WHAT IS BEING ASKED:
Rewrite the listing below, replacing "this frame" with "this image" and changing nothing else.

Raw records:
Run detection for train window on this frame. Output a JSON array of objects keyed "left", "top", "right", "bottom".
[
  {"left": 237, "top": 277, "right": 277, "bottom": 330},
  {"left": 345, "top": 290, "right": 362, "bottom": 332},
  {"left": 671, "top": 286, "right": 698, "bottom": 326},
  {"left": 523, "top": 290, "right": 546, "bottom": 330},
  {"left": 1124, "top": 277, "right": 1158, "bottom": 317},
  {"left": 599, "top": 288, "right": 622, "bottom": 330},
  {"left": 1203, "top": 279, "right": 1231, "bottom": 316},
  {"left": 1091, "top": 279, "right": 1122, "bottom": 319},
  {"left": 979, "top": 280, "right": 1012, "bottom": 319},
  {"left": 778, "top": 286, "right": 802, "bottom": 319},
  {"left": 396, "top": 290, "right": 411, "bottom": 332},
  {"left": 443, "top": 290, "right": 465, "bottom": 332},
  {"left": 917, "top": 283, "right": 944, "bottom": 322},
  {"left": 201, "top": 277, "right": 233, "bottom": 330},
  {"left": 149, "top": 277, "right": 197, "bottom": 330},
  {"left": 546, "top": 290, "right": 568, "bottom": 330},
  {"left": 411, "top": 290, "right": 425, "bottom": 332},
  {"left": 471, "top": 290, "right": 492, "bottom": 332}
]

REPLY:
Run detection for train window on this image. Output a JSON array of objects keyed "left", "top", "right", "bottom".
[
  {"left": 237, "top": 277, "right": 277, "bottom": 330},
  {"left": 345, "top": 290, "right": 362, "bottom": 332},
  {"left": 671, "top": 286, "right": 698, "bottom": 326},
  {"left": 523, "top": 290, "right": 546, "bottom": 330},
  {"left": 1124, "top": 277, "right": 1158, "bottom": 317},
  {"left": 599, "top": 288, "right": 622, "bottom": 330},
  {"left": 1203, "top": 279, "right": 1231, "bottom": 316},
  {"left": 1091, "top": 279, "right": 1122, "bottom": 319},
  {"left": 979, "top": 280, "right": 1012, "bottom": 319},
  {"left": 778, "top": 286, "right": 802, "bottom": 319},
  {"left": 396, "top": 290, "right": 411, "bottom": 332},
  {"left": 443, "top": 290, "right": 465, "bottom": 332},
  {"left": 917, "top": 283, "right": 944, "bottom": 322},
  {"left": 201, "top": 277, "right": 233, "bottom": 330},
  {"left": 149, "top": 277, "right": 197, "bottom": 330},
  {"left": 546, "top": 290, "right": 568, "bottom": 330},
  {"left": 411, "top": 290, "right": 425, "bottom": 332},
  {"left": 471, "top": 290, "right": 492, "bottom": 332}
]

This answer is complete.